*WHAT THE EXERCISE ASKS*.
Can you write out all the lines word for word, with no pictures?

(Records from a data collection)
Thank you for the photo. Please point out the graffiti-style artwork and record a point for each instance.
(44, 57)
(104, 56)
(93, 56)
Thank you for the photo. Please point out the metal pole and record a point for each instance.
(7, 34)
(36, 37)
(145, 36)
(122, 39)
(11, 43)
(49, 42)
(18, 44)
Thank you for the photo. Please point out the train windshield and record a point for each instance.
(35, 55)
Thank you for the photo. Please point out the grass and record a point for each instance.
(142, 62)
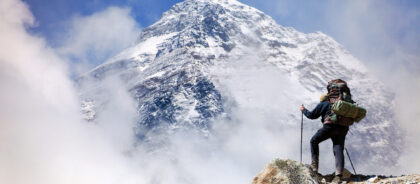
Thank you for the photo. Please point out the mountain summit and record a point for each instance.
(170, 72)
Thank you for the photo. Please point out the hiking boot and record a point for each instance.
(314, 166)
(337, 179)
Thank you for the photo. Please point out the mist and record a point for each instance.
(44, 138)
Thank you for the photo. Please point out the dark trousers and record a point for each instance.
(337, 134)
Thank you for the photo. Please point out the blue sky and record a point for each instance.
(378, 32)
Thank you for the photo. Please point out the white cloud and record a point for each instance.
(42, 137)
(91, 39)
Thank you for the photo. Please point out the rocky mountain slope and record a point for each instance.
(170, 72)
(281, 171)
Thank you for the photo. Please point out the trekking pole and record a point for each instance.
(301, 136)
(350, 161)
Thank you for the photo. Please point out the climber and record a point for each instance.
(334, 131)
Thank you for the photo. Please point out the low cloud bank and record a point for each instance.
(43, 139)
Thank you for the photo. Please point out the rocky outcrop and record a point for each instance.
(285, 171)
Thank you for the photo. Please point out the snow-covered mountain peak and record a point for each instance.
(169, 72)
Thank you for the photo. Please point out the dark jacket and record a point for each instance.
(322, 109)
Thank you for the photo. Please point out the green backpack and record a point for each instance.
(343, 110)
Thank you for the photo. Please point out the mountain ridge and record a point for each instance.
(168, 72)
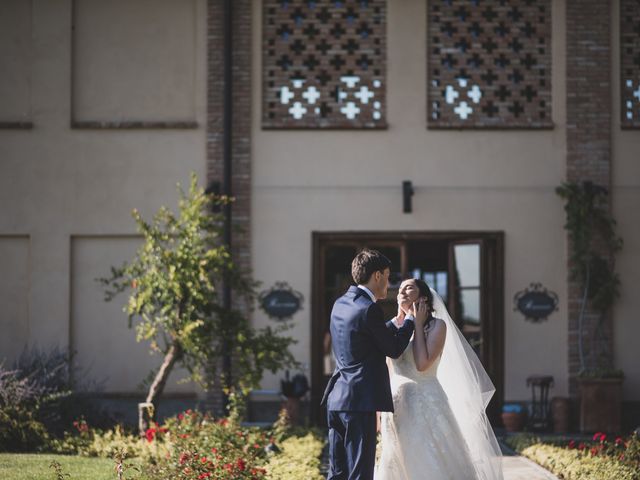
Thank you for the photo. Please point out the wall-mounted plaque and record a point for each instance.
(536, 303)
(280, 301)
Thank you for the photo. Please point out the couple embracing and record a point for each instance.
(432, 391)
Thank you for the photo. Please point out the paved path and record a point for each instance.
(515, 467)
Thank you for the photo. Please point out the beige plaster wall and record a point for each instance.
(58, 184)
(626, 204)
(14, 289)
(305, 181)
(15, 54)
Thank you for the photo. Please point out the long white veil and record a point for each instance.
(469, 389)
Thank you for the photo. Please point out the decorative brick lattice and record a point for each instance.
(630, 62)
(489, 64)
(324, 64)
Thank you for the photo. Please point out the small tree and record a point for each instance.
(174, 283)
(593, 243)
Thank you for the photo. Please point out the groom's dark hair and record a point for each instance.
(366, 263)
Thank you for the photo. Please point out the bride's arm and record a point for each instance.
(428, 346)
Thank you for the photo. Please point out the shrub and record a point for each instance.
(299, 460)
(89, 442)
(600, 458)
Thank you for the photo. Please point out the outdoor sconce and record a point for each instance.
(214, 188)
(407, 193)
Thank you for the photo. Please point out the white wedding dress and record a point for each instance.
(421, 440)
(440, 430)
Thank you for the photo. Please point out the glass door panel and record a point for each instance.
(466, 291)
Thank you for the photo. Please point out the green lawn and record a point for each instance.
(29, 466)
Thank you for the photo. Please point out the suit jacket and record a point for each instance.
(361, 342)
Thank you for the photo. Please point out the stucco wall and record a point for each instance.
(68, 193)
(305, 181)
(626, 201)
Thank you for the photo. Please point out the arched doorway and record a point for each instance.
(466, 268)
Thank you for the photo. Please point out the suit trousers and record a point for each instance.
(352, 445)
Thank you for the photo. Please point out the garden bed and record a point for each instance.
(598, 458)
(189, 446)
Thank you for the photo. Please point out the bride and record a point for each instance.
(440, 391)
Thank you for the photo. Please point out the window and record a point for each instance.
(630, 62)
(489, 64)
(324, 64)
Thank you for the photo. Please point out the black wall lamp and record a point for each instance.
(407, 193)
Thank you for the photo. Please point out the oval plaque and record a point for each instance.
(536, 303)
(281, 301)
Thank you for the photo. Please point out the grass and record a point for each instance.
(31, 466)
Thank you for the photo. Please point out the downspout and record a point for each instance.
(227, 177)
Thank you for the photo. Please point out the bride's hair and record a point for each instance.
(425, 291)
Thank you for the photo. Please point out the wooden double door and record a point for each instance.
(465, 268)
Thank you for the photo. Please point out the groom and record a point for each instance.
(360, 384)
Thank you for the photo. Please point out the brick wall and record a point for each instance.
(241, 151)
(588, 135)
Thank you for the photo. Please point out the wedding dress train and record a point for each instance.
(422, 439)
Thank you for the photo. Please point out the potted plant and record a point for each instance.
(514, 417)
(593, 245)
(293, 390)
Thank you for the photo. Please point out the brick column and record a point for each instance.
(241, 151)
(588, 135)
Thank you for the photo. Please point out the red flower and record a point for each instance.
(150, 434)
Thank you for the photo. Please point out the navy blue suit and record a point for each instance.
(359, 386)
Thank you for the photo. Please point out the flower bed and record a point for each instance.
(599, 458)
(195, 446)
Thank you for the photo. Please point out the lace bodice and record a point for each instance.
(405, 367)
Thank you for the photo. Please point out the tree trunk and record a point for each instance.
(147, 411)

*ANSWER TO THE PROBLEM*.
Thank you for the photo. Please point out the graffiti-style artwork and record a point for each instance.
(44, 57)
(104, 56)
(93, 56)
Thank you for the photo. Please point out the metal pole and record a point for each instance.
(7, 34)
(36, 37)
(145, 36)
(122, 39)
(11, 43)
(49, 42)
(18, 44)
Thank you for the photo. Please point out the train windshield and record a point for each instance.
(35, 55)
Thank you for the photo. Please point out the grass and record a point for each instance.
(142, 62)
Thank you for the photo. Please point out the mountain summit and record a point for each instance.
(170, 72)
Thank you for the photo. Please point out the hiking boot and record a point for each instance.
(314, 166)
(337, 179)
Thank you for the photo. Please point out the mist and record a point for each instance.
(44, 138)
Thank you for the photo. Please point out the dark trousers and record a point for each instance.
(337, 134)
Thank you for the photo. Please point out the blue sky and record a point for each instance.
(378, 32)
Thank you for the photo. Please point out the white cloud and record a point for each instance.
(42, 137)
(91, 39)
Thank you for the photo. Please point out the rocky mountain slope and record a point for each instance.
(170, 72)
(281, 171)
Thank you for the photo. Please point out the trekking pole and record a point for each instance.
(301, 136)
(350, 161)
Thank you for the photo. Please point out the climber and record a point for each instance.
(334, 131)
Thank you for the photo. Please point out the low cloud bank and record a point for each instance.
(43, 139)
Thank you for the photo. Please point out the rocky outcrop and record a point for each instance.
(285, 171)
Thank you for the photo. Please point out the snow-covered mountain peak and record a point for each instance.
(169, 72)
Thank you for the photo. Please point out the dark jacket and record a point for each instance.
(322, 109)
Thank you for the photo. Please point out the green backpack and record a point for each instance.
(343, 110)
Thank you for the photo. Please point out the mountain ridge and record a point for each instance.
(168, 72)
Thank you for the photo. Please point out the wall-mounted plaque and record a point for each instance.
(536, 303)
(280, 301)
Thank you for the photo. Please point out the couple embracing and record a point for each instance.
(432, 391)
Thank you for the photo. Please point out the paved path and record a point for each instance.
(515, 467)
Thank you for the photo. Please point out the beige plaster wall and record a point for each instance.
(58, 184)
(626, 204)
(14, 289)
(305, 181)
(15, 54)
Thank you for the photo. Please point out the long white veil and record a point for each instance.
(469, 389)
Thank you for the photo. Please point out the decorative brick lattice and record a point for each instance.
(630, 62)
(489, 64)
(324, 64)
Thank you for the photo. Please point out the small tree and record a point for each instance.
(174, 283)
(593, 243)
Thank you for the photo. Please point out the groom's dark hair and record a point for each instance.
(366, 263)
Thank you for the photo. Please point out the bride's arm and record a point for each instance.
(428, 346)
Thank you for the photo. Please point out the shrub and record a point for each instance.
(299, 460)
(89, 442)
(600, 458)
Thank you for the photo. Please point out the outdoor sconce and record a point for each instance.
(214, 188)
(407, 193)
Thank you for the photo. Please point out the white wedding dress and record a point for each instance.
(421, 440)
(440, 430)
Thank you for the photo. Please point out the glass door panel and record a point for each instance.
(466, 291)
Thank you for the photo. Please point out the green lawn and record a point for each instance.
(29, 466)
Thank you for the photo. Please point out the suit jacket and record a point for each instance.
(361, 342)
Thank you for the photo. Please point out the stucco wall and record a point for each instance.
(68, 193)
(305, 181)
(626, 201)
Thank you for the photo. Please point out the arched doorway and record a point for each instance.
(466, 268)
Thank you for the photo. Please point out the suit trousers and record a point for each instance.
(352, 445)
Thank you for the photo. Please point out the garden bed and record a point for each instance.
(598, 458)
(189, 446)
Thank you for the photo. Please point out the bride and record a point for each instance.
(440, 391)
Thank you for the photo. Please point out the window and record a point for each instance.
(630, 62)
(489, 64)
(324, 64)
Thank you for the photo. Please point out the black wall lamp and record a point for each instance.
(407, 193)
Thank you for the photo. Please point out the oval plaque and record a point for each instance.
(536, 303)
(281, 301)
Thank you for the photo. Please point out the grass and record a point for each instance.
(31, 466)
Thank you for the photo. Please point out the downspout and record a point for each instance.
(227, 177)
Thank you for the photo. Please point out the bride's hair and record a point for each instance.
(425, 291)
Thank you for the photo. Please point out the wooden double door and record a point for each instance.
(465, 268)
Thank you for the photo. Please point out the groom and record a point for each instance.
(360, 384)
Thank you for the photo. Please point out the brick wall and record a point for each instance.
(241, 151)
(588, 135)
Thank you for the photo. Please point out the wedding dress train and record a point for each instance.
(422, 439)
Thank you for the photo. Please point out the potted plant and record a point for each instance.
(514, 417)
(593, 245)
(293, 390)
Thank you for the photo. Please point out the brick column and record a point for each instance.
(241, 151)
(588, 135)
Thank you for the photo. Please point out the red flower and record a point for each instance.
(150, 434)
Thank you for the photo. Please point out the navy blue suit and record a point for each instance.
(359, 386)
Thank you for the photo. Please point out the flower bed and record a point for each instance.
(599, 458)
(195, 446)
Thank you for the photo. Please point out the lace bodice and record a point for each instance.
(405, 367)
Thank you for the photo. Please point out the tree trunk and record a point for each instance.
(147, 411)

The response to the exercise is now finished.